# EXCERPT TO READ

---

The Yell Factor

Okay…sort of a continuation of last week.

So…how is it that I don’t yell?

Some of it is personality and disposition. I’m naturally cheery and positive.  I wake up smiling and talking (which can be quite annoying to some folks).  A couple of weeks ago I had this conversation  with my husband.

Me:  Okay, so I have something to say that’s not very nice.
Him:  Let’s hear it.
I said what I needed to say.
Him:  I just have to tell you that I REALLY like it when you are mean.
Me:  What?!?!
Him:  It makes you seem normal…like the rest of us out here.  I mean, I don’t want you to be mean like the rest of us…but it takes away the pressure.   You are always nice and try to see everyone’s angle in every conversation/situation, you generally don’t judge, anyone.  When other people are mean to you, you are hurt but you assume they weren’t trying to be nasty. Just once in awhile I like it when you are mean, but your mean really isn’t that mean…it’s just mean for you.

So..yes…that could be some of it. My disposition, that is.
So..yes…that could be some of it. My unassuming, that is.
So..yes…that could be some of it. My perception checking, that is.

Honestly, I think it has more to do with my nature of being a teacher.   Teaching is more than my job – teaching is who I am.  It’s just one of the reasons that I love being Tucker’s mom…and why I welcome autism with open arms.

---

# DIRECTIONS
A – Set down the post titled "The Yell Factor" again in full, word for word.
B – Replace "photo" with "image" in the listing, starting at the line that has "of the skyscraper" and ending after the final line of the listing. Return only those lines, with everything else left unchanged.

# AVAILABLE DATA
---

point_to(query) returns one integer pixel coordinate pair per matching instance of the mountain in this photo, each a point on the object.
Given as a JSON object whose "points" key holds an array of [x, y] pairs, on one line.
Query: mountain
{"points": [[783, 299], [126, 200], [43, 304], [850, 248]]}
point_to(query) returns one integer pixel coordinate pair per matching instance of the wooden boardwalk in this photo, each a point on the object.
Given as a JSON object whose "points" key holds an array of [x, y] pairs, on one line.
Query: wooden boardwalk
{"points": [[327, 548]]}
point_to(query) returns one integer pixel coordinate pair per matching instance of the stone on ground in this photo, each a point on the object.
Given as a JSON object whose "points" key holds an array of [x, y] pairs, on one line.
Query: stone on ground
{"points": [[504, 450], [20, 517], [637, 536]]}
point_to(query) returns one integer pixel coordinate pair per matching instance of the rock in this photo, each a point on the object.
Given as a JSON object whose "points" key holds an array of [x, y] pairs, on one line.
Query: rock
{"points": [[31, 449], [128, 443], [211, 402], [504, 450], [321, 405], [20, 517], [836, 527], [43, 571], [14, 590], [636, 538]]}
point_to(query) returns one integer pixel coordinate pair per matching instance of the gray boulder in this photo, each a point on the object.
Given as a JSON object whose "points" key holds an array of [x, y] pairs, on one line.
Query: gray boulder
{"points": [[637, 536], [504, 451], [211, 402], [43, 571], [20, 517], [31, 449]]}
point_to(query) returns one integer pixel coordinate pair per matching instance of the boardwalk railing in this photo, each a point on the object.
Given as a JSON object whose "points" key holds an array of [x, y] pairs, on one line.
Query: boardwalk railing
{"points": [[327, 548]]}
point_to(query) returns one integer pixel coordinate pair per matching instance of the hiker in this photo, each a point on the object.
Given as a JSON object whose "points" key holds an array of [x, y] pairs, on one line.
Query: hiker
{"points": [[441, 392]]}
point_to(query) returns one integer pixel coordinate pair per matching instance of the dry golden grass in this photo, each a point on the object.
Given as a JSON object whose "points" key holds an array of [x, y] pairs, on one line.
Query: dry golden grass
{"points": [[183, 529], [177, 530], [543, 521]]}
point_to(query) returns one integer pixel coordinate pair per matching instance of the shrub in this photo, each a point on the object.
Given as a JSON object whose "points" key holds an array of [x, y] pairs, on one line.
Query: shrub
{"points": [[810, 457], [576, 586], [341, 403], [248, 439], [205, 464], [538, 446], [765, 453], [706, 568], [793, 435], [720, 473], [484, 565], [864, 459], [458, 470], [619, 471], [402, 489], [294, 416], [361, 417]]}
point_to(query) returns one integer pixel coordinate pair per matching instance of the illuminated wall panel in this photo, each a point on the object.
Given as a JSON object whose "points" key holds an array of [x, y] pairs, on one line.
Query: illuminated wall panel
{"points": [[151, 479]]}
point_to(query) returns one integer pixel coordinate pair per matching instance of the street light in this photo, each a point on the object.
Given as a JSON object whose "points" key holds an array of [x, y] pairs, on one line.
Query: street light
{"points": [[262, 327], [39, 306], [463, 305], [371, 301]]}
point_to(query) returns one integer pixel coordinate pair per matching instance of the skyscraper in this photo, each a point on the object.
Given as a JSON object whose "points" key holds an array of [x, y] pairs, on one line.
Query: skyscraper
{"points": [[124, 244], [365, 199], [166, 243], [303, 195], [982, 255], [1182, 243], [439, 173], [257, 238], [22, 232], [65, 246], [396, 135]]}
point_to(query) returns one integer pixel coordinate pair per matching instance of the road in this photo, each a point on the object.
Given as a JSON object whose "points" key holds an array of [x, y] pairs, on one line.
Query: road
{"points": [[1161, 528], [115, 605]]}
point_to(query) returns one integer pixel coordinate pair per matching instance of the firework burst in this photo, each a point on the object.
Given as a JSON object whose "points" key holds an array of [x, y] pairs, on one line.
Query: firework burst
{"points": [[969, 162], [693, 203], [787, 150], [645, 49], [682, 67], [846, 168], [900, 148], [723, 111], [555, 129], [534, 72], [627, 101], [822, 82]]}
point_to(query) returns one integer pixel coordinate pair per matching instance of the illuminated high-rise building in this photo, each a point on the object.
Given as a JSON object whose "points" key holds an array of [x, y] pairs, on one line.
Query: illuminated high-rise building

---

# EXPECTED ANSWERS
A –
The Yell Factor

Okay…sort of a continuation of last week.

So…how is it that I don’t yell?

Some of it is personality and disposition. I’m naturally cheery and positive.  I wake up smiling and talking (which can be quite annoying to some folks).  A couple of weeks ago I had this conversation  with my husband.

Me:  Okay, so I have something to say that’s not very nice.
Him:  Let’s hear it.
I said what I needed to say.
Him:  I just have to tell you that I REALLY like it when you are mean.
Me:  What?!?!
Him:  It makes you seem normal…like the rest of us out here.  I mean, I don’t want you to be mean like the rest of us…but it takes away the pressure.   You are always nice and try to see everyone’s angle in every conversation/situation, you generally don’t judge, anyone.  When other people are mean to you, you are hurt but you assume they weren’t trying to be nasty. Just once in awhile I like it when you are mean, but your mean really isn’t that mean…it’s just mean for you.

So..yes…that could be some of it. My disposition, that is.
So..yes…that could be some of it. My unassuming, that is.
So..yes…that could be some of it. My perception checking, that is.

Honestly, I think it has more to do with my nature of being a teacher.   Teaching is more than my job – teaching is who I am.  It’s just one of the reasons that I love being Tucker’s mom…and why I welcome autism with open arms.

B –
point_to(query) returns one integer pixel coordinate pair per matching instance of the skyscraper in this image, each a point on the object.
Given as a JSON object whose "points" key holds an array of [x, y] pairs, on one line.
Query: skyscraper
{"points": [[124, 244], [365, 199], [166, 243], [303, 195], [982, 255], [1182, 243], [439, 173], [257, 238], [22, 232], [65, 246], [396, 135]]}
point_to(query) returns one integer pixel coordinate pair per matching instance of the road in this image, each a point on the object.
Given as a JSON object whose "points" key holds an array of [x, y] pairs, on one line.
Query: road
{"points": [[1161, 528], [115, 605]]}
point_to(query) returns one integer pixel coordinate pair per matching instance of the firework burst in this image, each a point on the object.
Given as a JSON object whose "points" key holds an array of [x, y] pairs, on one line.
Query: firework burst
{"points": [[969, 162], [693, 203], [787, 150], [645, 49], [682, 67], [846, 168], [900, 148], [723, 111], [555, 129], [534, 72], [627, 101], [822, 82]]}
point_to(query) returns one integer pixel coordinate pair per matching instance of the illuminated high-rise building in this image, each a point on the object.
Given as a JSON object whose "points" key holds an array of [x, y] pairs, on one line.
Query: illuminated high-rise building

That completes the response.